> _Petit exercice 1_:
Relevez toutes les lignes ci-dessous qui contiennent le mot "leaf", en tenant compte des majuscules et des minuscules.
:: Extrait de page ::
Un de ces groupes, en Inde, m'intéressait beaucoup. C'était une organisation indienne appelée Suddha Dharma Mandala. Elle avait été fondée par Sir Subra Maniyer. C'était un ordre occulte, apparemment d'une sorte avancée. J'avais eu entre les [228] mains un de leurs livres et j'avais découvert que plusieurs des dirigeants de la Société théosophique travaillaient dans cet ordre, ayant laissé tomber la section ésotérique. Je ne suis pas très douée pour me joindre à des organisations, mais j'écrivis au dirigeant de cet ordre pour lui demander la permission de me joindre à ses membres ; je ne reçus pas de réponse. L'année suivante, comme je n'avais pas de nouvelles, j'écrivis de nouveau et commandai quelques-uns des livres, en joignant un chèque pour le règlement. Je ne reçus pas de réponse et aucun livre ne me fut envoyé bien que le chèque ait été touché. Quelques mois plus tard, j'envoyai une copie de ma précédente lettre au dirigeant de l'ordre, mais je ne reçus toujours aucune réponse. J'abandonnai la tentative et décidai que c'était une des ces organisations spéciales, truquées, qui escroquaient l'Occidental crédule.

Trois ans plus tard, j'allai à Washington pour donner un cours de conférences à l'hôtel New Willard. À la fin d'un cours, un homme vint à moi, une petite valise à la main, et dit : "J'ai reçu l'ordre de Suddha Dharma Mandala de vous remettre ces livres." Il y avait là tous les livres que j'avais commandés, aussi je retrouvai ma foi dans la rectitude de l'organisation. Je n'eus plus d'autres nouvelles pendant un certain temps, puis je reçus une lettre de l'un des membres du groupe, disant que Sir Subra Maniyer était mort, que mon livre, le Traité sur le Feu Cosmique, l'avait accompagné constamment et que, sur son lit de mort, il avait prié les sept membres les plus avancés de son organisation de se joindre à l'École Arcane et de suivre mon enseignement. C'est ce qu'ils firent et, pendant des années, ce groupe très intéressant de vieux étudiants hindous a travaillé avec nous. Tous ces hommes sont morts peu à peu ; aujourd'hui, il ne me semble plus être en contact avec eux. Ils avaient un grand respect pour H.P. Blavatsky et je trouvais mon contact avec eux très intéressant.
:::
:: Lignes de l'exercice ::
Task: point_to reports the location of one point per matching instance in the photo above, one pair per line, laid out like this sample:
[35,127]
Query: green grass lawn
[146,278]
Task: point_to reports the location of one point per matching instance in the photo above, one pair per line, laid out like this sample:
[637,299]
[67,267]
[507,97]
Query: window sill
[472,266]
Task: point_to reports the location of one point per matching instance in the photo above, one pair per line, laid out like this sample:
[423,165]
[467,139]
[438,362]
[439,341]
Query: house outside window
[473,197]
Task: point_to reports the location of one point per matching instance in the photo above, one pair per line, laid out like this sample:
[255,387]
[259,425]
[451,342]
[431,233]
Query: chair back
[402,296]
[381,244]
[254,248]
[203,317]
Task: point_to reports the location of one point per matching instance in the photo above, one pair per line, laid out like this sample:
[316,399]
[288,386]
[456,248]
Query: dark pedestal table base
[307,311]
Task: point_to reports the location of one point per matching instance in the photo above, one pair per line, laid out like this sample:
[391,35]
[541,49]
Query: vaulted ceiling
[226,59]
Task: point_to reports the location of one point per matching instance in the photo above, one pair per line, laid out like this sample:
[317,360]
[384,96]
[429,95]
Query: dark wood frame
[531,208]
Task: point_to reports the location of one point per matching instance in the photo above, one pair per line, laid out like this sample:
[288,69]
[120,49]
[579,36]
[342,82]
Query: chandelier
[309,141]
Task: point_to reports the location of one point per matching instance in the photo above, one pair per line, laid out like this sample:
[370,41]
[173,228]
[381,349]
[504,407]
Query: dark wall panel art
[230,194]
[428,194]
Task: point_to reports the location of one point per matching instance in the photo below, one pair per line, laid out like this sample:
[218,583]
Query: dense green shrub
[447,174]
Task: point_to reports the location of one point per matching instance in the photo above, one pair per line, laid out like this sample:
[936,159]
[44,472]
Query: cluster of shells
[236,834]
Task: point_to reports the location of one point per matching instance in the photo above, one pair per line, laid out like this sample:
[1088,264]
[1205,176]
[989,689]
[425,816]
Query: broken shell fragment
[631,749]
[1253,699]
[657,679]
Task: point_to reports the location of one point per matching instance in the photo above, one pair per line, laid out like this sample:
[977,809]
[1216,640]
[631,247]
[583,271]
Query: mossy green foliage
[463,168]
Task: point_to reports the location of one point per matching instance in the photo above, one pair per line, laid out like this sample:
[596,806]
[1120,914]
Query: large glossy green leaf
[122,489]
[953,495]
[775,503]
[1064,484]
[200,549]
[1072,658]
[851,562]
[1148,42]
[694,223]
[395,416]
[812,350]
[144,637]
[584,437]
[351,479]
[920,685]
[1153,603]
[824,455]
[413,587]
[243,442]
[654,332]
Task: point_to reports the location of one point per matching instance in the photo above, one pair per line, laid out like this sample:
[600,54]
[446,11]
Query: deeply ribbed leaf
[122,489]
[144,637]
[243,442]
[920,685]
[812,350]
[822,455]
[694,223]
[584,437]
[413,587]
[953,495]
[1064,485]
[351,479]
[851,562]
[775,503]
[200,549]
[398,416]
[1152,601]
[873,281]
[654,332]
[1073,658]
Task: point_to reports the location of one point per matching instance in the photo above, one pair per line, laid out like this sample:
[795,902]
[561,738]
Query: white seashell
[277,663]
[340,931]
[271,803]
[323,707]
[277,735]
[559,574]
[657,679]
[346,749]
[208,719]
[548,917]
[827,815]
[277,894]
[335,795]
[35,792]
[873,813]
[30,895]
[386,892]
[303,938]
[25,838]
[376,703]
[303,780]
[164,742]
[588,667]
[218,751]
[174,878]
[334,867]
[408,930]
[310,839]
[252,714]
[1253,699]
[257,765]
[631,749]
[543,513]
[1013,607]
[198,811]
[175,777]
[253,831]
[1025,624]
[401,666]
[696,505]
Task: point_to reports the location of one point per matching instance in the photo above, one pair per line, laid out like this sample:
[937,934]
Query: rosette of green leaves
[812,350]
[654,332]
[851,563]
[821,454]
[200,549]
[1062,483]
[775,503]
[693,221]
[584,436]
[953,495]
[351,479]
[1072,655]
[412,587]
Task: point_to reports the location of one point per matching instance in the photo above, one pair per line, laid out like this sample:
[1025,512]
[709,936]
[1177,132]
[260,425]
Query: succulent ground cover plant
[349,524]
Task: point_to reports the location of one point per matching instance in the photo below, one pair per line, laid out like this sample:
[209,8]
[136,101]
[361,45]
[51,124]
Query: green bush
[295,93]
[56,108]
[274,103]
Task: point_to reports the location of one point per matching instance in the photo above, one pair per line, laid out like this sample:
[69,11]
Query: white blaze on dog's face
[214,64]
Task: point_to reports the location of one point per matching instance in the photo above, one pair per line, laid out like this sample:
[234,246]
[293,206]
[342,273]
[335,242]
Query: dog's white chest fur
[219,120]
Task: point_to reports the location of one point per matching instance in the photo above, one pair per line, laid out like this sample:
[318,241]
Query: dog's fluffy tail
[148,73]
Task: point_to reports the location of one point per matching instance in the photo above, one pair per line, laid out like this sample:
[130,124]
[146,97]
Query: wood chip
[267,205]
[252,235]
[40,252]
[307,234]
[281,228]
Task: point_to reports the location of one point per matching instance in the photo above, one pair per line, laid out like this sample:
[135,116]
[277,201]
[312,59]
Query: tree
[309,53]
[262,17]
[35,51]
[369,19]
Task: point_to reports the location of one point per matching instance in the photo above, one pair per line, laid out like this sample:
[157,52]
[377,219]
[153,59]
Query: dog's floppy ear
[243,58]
:::
> _Petit exercice 2_:
Répétez mot pour mot l'extrait de page ci-dessus, en entier.

> _Réponse écrite 1_:
Query: large glossy green leaf
Query: deeply ribbed leaf

> _Réponse écrite 2_:
Un de ces groupes, en Inde, m'intéressait beaucoup. C'était une organisation indienne appelée Suddha Dharma Mandala. Elle avait été fondée par Sir Subra Maniyer. C'était un ordre occulte, apparemment d'une sorte avancée. J'avais eu entre les [228] mains un de leurs livres et j'avais découvert que plusieurs des dirigeants de la Société théosophique travaillaient dans cet ordre, ayant laissé tomber la section ésotérique. Je ne suis pas très douée pour me joindre à des organisations, mais j'écrivis au dirigeant de cet ordre pour lui demander la permission de me joindre à ses membres ; je ne reçus pas de réponse. L'année suivante, comme je n'avais pas de nouvelles, j'écrivis de nouveau et commandai quelques-uns des livres, en joignant un chèque pour le règlement. Je ne reçus pas de réponse et aucun livre ne me fut envoyé bien que le chèque ait été touché. Quelques mois plus tard, j'envoyai une copie de ma précédente lettre au dirigeant de l'ordre, mais je ne reçus toujours aucune réponse. J'abandonnai la tentative et décidai que c'était une des ces organisations spéciales, truquées, qui escroquaient l'Occidental crédule.

Trois ans plus tard, j'allai à Washington pour donner un cours de conférences à l'hôtel New Willard. À la fin d'un cours, un homme vint à moi, une petite valise à la main, et dit : "J'ai reçu l'ordre de Suddha Dharma Mandala de vous remettre ces livres." Il y avait là tous les livres que j'avais commandés, aussi je retrouvai ma foi dans la rectitude de l'organisation. Je n'eus plus d'autres nouvelles pendant un certain temps, puis je reçus une lettre de l'un des membres du groupe, disant que Sir Subra Maniyer était mort, que mon livre, le Traité sur le Feu Cosmique, l'avait accompagné constamment et que, sur son lit de mort, il avait prié les sept membres les plus avancés de son organisation de se joindre à l'École Arcane et de suivre mon enseignement. C'est ce qu'ils firent et, pendant des années, ce groupe très intéressant de vieux étudiants hindous a travaillé avec nous. Tous ces hommes sont morts peu à peu ; aujourd'hui, il ne me semble plus être en contact avec eux. Ils avaient un grand respect pour H.P. Blavatsky et je trouvais mon contact avec eux très intéressant.